▸ **Problem description**
Output each entry in full so that the result matches the data exactly.

Stored entries
=== Section Start ===
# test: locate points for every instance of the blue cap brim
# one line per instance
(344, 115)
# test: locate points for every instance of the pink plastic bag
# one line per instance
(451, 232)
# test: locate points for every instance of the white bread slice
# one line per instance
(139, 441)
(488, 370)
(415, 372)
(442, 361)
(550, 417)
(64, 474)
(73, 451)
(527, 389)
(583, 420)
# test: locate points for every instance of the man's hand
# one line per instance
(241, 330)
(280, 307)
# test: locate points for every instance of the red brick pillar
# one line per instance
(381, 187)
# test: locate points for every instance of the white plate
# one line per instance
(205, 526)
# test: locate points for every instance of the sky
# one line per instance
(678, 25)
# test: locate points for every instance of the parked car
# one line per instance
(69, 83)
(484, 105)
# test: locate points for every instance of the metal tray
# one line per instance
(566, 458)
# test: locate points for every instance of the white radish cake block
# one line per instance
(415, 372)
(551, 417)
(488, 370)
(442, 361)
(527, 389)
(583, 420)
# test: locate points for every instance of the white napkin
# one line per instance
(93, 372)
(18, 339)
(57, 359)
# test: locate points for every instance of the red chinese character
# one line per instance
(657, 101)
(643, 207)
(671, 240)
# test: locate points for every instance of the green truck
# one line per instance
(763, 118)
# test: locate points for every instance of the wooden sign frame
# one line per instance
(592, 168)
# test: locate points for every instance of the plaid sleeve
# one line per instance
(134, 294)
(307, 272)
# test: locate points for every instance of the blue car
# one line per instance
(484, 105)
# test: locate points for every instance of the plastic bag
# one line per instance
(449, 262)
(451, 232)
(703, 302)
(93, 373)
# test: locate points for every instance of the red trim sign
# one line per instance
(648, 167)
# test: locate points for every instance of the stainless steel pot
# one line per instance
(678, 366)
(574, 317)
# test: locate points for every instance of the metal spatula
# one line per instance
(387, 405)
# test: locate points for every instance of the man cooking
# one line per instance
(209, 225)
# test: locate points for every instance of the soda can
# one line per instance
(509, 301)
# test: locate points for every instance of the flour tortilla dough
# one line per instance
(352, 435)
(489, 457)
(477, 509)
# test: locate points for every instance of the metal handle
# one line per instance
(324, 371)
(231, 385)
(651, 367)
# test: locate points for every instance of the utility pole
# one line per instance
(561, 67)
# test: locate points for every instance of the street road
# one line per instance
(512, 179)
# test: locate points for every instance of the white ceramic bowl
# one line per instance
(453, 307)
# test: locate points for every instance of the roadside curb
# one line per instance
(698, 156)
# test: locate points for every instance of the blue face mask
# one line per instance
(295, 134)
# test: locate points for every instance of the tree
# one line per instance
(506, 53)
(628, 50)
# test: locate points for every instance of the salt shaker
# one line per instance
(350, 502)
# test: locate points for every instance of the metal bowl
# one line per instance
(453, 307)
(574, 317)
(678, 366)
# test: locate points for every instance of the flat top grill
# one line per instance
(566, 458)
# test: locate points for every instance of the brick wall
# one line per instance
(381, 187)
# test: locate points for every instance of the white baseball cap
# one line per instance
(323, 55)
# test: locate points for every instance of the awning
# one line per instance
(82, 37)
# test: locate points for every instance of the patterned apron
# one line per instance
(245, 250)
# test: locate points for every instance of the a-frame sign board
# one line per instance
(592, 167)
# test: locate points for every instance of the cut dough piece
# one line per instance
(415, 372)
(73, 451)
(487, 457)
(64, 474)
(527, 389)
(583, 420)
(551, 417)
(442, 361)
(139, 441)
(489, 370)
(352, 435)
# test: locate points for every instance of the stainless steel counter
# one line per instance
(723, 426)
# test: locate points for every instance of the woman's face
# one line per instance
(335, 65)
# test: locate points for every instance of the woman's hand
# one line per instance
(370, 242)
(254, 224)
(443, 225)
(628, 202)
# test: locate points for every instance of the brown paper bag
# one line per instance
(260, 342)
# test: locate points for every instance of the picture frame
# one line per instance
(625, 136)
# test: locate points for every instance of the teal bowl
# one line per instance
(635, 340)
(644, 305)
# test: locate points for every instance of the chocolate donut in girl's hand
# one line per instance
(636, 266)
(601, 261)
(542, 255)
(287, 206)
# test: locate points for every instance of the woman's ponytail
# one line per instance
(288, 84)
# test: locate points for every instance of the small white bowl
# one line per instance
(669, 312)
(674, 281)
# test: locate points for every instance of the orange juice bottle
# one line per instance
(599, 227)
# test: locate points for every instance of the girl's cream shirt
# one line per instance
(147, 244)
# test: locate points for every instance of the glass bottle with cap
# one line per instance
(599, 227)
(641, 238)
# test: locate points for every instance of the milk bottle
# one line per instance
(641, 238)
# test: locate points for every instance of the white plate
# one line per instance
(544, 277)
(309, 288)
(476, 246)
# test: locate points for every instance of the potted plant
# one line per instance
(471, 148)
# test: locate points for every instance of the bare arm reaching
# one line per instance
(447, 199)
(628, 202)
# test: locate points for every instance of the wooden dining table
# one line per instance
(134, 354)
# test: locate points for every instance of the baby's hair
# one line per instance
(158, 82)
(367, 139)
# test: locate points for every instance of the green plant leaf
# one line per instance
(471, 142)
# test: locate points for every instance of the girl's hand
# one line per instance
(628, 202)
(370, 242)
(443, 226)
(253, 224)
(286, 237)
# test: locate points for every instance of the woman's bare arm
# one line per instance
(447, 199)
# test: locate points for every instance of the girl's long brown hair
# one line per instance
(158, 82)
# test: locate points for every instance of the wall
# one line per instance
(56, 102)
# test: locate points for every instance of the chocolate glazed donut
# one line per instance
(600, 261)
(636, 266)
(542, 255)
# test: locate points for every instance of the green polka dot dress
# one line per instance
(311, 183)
=== Section End ===
▸ **Finished exercise**
# test: locate points for every instance of the blue cap brim
# one line per instance
(344, 115)
# test: locate points for every instance of the pink plastic bag
# one line per instance
(451, 232)
# test: locate points for every instance of the white bread slice
# one line per instance
(139, 441)
(488, 370)
(415, 372)
(442, 361)
(550, 417)
(64, 474)
(73, 451)
(527, 389)
(583, 420)
# test: locate points for every instance of the man's hand
# one line per instance
(241, 330)
(280, 307)
# test: locate points for every instance of the red brick pillar
# one line per instance
(381, 187)
# test: locate points for every instance of the white plate
# one line per instance
(205, 526)
# test: locate points for every instance of the sky
# one line per instance
(678, 25)
# test: locate points for every instance of the parked car
# one line per instance
(69, 83)
(484, 105)
# test: locate points for every instance of the metal tray
# one line per instance
(566, 458)
# test: locate points for every instance of the white radish cake block
# one line per instance
(415, 372)
(551, 417)
(488, 370)
(442, 361)
(527, 389)
(583, 420)
# test: locate points for every instance of the white napkin
# one line per instance
(93, 372)
(18, 339)
(57, 359)
# test: locate points for every instance of the red chinese character
# one line per instance
(657, 101)
(643, 207)
(671, 240)
# test: locate points for every instance of the green truck
# one line per instance
(763, 118)
# test: locate points for every instance of the wooden sign frame
# one line per instance
(592, 168)
# test: locate points for every instance of the plaid sleeve
# one line per instance
(134, 294)
(307, 272)
# test: locate points for every instance of the blue car
# one line per instance
(484, 105)
# test: locate points for every instance of the plastic bag
# one line per instance
(449, 262)
(451, 232)
(703, 302)
(93, 373)
# test: locate points for every instance of the red trim sign
# one line per instance
(648, 167)
# test: locate points for every instance of the stainless steel pot
# one line per instance
(678, 366)
(574, 317)
# test: locate points for every instance of the metal spatula
# one line per instance
(387, 405)
# test: locate points for every instance of the man cooking
# one line per instance
(209, 225)
# test: locate points for every instance of the soda can
# one line per instance
(509, 301)
# test: locate points for every instance of the flour tortilla dough
# one line per instance
(352, 435)
(489, 457)
(477, 509)
# test: locate points for every instance of the metal handle
# one line per instance
(324, 371)
(231, 385)
(651, 367)
# test: locate points for every instance of the utility pole
# one line per instance
(561, 67)
# test: locate points for every instance of the street road
# one line per instance
(512, 179)
# test: locate points for every instance of the white ceramic bowl
# one line per instance
(453, 307)
# test: locate points for every instance of the roadside curb
# one line per instance
(698, 156)
# test: locate points for every instance of the blue face mask
# one line per instance
(295, 134)
# test: locate points for every instance of the tree
# one line per instance
(506, 53)
(628, 50)
# test: locate points for every instance of the salt shaker
# one line per instance
(350, 502)
# test: locate points for every instance of the metal bowl
# one line per instance
(453, 307)
(574, 317)
(678, 366)
# test: locate points for every instance of the flat top grill
# one line per instance
(566, 458)
# test: locate points for every instance of the brick wall
# one line per instance
(381, 187)
# test: locate points for every instance of the white baseball cap
# one line per instance
(323, 55)
# test: locate points for every instance of the awning
# one line per instance
(82, 37)
# test: locate points for every instance of the patterned apron
# one line per instance
(245, 250)
# test: locate points for every instance of the a-frame sign board
# one line per instance
(592, 167)
# test: locate points for every instance of the cut dough piece
# one line per instance
(415, 372)
(73, 451)
(487, 457)
(64, 474)
(527, 389)
(583, 420)
(551, 417)
(442, 361)
(139, 441)
(489, 370)
(352, 435)
# test: locate points for every instance of the stainless steel counter
# one line per instance
(723, 426)
# test: locate points for every instance of the woman's face
# one line per instance
(335, 65)
# test: locate points for every instance of the woman's hand
# one line per instance
(370, 242)
(254, 224)
(443, 225)
(628, 202)
# test: locate points for every instance of the brown paper bag
# one line per instance
(260, 342)
# test: locate points for every instance of the picture frame
# one line per instance
(625, 136)
# test: locate points for every instance of the teal bowl
# one line per instance
(635, 340)
(644, 305)
# test: locate points for every instance of the chocolate donut in girl's hand
# one line per instance
(636, 266)
(601, 261)
(542, 255)
(287, 206)
# test: locate points for every instance of the woman's ponytail
# one line per instance
(288, 84)
# test: locate points for every instance of the small white bowl
# one line per instance
(669, 312)
(674, 281)
# test: locate points for every instance of the orange juice bottle
# one line per instance
(599, 227)
# test: locate points for every instance of the girl's cream shirt
# one line per instance
(147, 244)
# test: locate points for every instance of the glass bottle with cap
# one line per instance
(599, 227)
(641, 238)
# test: locate points for every instance of the milk bottle
# one line per instance
(641, 238)
# test: locate points for every instance of the white plate
# one line per instance
(544, 277)
(309, 288)
(476, 246)
# test: locate points for every instance of the potted plant
# one line per instance
(471, 148)
# test: locate points for every instance of the bare arm reaching
# one line per instance
(447, 199)
(628, 202)
# test: locate points for every instance of the wooden dining table
# one line per instance
(134, 354)
# test: locate points for every instance of the baby's hair
# one line per instance
(158, 82)
(367, 139)
# test: locate points for every instance of the green plant leaf
# one line per instance
(471, 142)
# test: locate points for every instance of the girl's hand
# one line per instance
(628, 202)
(370, 242)
(443, 226)
(253, 224)
(286, 237)
# test: locate points for every instance of the woman's bare arm
# one line per instance
(447, 199)
# test: locate points for every instance of the girl's long brown hair
# one line per instance
(158, 82)
# test: locate points for every instance of the wall
# one line per instance
(56, 102)
# test: locate points for every instance of the chocolate glazed donut
# one line per instance
(600, 261)
(636, 266)
(542, 255)
# test: locate points for every instance of the green polka dot dress
# one line per instance
(311, 183)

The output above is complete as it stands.